What to do> From the records below, extract every line from the line containing "Highlight white wedding" through the line containing "667;412;704;464", including both of those lines, and copy each one unchanged.

Extracted entries>
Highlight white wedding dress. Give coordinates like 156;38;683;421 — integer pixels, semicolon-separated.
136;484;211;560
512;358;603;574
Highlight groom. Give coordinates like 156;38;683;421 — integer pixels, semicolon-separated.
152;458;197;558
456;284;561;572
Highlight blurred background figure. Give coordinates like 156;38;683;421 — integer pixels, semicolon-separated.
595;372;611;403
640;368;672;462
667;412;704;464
...
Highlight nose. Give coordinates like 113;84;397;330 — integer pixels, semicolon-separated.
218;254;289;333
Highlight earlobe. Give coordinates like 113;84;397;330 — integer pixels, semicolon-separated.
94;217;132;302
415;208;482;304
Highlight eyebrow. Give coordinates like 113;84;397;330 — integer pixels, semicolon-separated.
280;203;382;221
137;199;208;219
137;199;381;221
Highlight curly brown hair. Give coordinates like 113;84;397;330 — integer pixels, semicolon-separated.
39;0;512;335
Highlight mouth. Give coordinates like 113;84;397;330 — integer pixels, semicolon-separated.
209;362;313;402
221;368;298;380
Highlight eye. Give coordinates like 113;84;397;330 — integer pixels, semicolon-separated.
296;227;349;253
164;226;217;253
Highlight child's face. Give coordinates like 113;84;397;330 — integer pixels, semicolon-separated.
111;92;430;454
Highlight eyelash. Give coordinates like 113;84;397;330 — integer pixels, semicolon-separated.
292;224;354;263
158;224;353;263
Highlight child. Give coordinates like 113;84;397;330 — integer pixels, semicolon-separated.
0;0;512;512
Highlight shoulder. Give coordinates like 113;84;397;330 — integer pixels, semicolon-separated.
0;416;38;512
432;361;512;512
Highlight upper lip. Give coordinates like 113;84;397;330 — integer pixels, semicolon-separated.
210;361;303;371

Solution for this task>
Highlight white wedding dress. Give coordinates like 156;38;683;421 — integer pixels, semicolon-separated.
136;484;211;560
512;358;603;574
Highlight groom. Give coordinates like 156;38;683;421 — integer pixels, semicolon-separated.
152;458;197;558
456;284;561;572
Highlight blurred background figure. Give coordinates like 156;38;683;421 — integer pixels, semicolon-separated.
595;372;611;403
640;368;672;462
667;412;704;464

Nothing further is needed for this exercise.